[What the exercise asks] Go to the line that includes "of the nose" and retype it, then every line after it to the end of the data, adding nothing.

Collection entries
*** Begin section ***

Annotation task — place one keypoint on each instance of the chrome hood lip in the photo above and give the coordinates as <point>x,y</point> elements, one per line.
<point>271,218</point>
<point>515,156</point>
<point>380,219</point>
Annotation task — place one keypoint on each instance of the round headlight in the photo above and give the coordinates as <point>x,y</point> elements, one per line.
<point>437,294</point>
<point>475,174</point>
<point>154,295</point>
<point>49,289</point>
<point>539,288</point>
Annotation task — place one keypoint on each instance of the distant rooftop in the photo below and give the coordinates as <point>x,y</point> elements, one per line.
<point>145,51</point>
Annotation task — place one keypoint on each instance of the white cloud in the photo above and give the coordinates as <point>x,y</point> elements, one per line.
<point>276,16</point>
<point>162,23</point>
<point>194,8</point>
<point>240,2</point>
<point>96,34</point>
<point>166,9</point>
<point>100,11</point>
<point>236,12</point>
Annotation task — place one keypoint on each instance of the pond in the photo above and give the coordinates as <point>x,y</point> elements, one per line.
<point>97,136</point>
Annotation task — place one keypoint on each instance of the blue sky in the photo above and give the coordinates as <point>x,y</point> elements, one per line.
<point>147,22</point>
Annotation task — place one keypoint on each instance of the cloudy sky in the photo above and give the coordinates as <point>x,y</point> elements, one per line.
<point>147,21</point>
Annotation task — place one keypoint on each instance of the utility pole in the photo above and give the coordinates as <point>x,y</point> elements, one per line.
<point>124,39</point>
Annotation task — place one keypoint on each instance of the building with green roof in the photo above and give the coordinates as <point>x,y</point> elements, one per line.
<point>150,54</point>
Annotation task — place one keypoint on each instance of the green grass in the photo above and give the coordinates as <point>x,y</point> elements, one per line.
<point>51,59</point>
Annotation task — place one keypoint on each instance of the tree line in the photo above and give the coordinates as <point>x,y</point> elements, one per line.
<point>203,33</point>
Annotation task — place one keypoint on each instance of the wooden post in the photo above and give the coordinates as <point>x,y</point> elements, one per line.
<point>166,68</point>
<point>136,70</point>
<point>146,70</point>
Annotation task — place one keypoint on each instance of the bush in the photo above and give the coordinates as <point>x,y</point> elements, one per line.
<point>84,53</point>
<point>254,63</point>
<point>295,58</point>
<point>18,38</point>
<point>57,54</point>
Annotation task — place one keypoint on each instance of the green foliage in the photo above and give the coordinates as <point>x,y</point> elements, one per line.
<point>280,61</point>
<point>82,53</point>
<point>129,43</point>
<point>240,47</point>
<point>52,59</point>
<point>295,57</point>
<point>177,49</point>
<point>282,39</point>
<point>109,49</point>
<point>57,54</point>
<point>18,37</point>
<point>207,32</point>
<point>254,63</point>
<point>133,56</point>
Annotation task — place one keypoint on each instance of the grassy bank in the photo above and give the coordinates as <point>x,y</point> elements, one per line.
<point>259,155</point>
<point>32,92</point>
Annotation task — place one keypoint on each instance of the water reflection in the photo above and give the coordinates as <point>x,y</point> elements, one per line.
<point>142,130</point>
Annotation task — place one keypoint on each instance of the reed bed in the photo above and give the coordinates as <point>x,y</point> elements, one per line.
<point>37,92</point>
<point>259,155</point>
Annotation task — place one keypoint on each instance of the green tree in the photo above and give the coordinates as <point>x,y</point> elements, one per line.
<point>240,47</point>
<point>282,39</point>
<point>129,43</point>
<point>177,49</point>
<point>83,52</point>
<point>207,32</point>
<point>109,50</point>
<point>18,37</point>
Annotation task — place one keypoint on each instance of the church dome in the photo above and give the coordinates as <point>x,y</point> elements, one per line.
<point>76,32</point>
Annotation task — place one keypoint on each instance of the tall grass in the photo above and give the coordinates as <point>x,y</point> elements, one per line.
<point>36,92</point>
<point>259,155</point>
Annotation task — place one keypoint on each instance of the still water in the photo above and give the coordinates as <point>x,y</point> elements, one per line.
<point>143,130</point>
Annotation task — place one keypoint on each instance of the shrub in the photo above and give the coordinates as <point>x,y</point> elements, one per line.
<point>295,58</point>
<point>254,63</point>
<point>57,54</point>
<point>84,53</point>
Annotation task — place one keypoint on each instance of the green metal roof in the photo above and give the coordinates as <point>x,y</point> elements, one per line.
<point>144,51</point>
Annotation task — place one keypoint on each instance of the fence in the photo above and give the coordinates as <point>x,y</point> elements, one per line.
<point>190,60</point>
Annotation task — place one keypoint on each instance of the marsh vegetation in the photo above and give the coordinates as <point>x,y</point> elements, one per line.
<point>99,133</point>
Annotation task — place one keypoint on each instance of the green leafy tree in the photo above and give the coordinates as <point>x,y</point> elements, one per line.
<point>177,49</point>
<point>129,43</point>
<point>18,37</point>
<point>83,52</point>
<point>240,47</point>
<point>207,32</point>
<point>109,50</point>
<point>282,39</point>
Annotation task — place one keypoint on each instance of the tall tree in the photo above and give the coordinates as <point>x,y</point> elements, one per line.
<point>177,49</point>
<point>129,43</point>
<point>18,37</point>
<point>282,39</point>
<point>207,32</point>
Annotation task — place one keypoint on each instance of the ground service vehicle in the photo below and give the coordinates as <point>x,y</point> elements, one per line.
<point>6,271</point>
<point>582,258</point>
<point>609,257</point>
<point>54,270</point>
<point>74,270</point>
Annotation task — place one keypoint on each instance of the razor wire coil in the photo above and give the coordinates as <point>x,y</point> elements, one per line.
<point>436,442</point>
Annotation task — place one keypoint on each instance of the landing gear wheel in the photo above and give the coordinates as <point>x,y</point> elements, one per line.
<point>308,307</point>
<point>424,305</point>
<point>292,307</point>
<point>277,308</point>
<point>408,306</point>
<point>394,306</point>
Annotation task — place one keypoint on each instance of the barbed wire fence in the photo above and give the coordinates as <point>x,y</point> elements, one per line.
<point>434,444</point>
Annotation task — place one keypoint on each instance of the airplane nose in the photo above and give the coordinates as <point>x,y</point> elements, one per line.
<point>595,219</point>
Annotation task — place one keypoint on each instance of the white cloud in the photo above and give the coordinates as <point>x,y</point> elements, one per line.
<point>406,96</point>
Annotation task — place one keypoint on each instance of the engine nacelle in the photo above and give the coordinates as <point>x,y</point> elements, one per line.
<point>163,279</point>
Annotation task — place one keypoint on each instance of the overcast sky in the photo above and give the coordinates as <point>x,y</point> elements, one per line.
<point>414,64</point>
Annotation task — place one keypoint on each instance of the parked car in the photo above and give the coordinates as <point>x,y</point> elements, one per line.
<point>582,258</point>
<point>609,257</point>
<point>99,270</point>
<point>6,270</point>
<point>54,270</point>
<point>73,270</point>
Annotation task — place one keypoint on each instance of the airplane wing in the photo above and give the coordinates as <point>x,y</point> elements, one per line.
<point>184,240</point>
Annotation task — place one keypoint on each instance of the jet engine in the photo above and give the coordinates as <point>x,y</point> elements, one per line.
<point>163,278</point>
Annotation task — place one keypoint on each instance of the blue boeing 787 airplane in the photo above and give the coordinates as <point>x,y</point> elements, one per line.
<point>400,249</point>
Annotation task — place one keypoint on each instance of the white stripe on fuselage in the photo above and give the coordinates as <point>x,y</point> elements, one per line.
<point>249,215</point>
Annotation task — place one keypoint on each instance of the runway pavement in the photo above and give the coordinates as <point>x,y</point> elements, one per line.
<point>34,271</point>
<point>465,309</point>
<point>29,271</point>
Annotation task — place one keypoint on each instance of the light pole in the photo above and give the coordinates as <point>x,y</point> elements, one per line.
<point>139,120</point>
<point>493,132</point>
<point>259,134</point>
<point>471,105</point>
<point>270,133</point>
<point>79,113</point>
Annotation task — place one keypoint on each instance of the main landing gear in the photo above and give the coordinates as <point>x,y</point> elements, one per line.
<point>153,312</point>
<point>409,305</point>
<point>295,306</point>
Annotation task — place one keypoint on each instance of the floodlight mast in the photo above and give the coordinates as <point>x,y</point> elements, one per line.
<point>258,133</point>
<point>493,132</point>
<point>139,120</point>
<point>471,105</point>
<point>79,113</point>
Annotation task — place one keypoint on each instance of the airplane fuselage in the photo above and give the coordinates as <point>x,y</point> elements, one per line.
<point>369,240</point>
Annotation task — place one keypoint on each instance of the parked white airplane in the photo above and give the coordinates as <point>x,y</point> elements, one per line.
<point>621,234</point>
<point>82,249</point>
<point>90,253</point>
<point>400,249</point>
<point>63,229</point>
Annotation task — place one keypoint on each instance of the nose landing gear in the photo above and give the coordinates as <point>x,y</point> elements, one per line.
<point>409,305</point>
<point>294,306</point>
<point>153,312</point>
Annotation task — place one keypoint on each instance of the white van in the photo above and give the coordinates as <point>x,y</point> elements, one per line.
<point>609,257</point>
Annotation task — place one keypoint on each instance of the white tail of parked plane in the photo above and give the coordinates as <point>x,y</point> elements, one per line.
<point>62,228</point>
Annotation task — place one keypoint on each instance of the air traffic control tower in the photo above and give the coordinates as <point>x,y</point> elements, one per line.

*** End section ***

[Response to the task]
Annotation task — place one keypoint on each instance of the nose landing gear in the photo above and give the coordinates as <point>x,y</point> elements, one per line.
<point>409,305</point>
<point>294,306</point>
<point>153,312</point>
Annotation task — place one keypoint on each instance of the white van in the photo above and give the coordinates as <point>x,y</point> elements, one per line.
<point>609,257</point>
Annotation task — place one keypoint on each instance of the white tail of parked plane in the photo above and give the coordinates as <point>x,y</point> elements, one per line.
<point>62,228</point>
Annotation task — place one keypoint on each instance of the air traffic control tower in the photo above and give the coordinates as <point>x,y</point> elements, one per line.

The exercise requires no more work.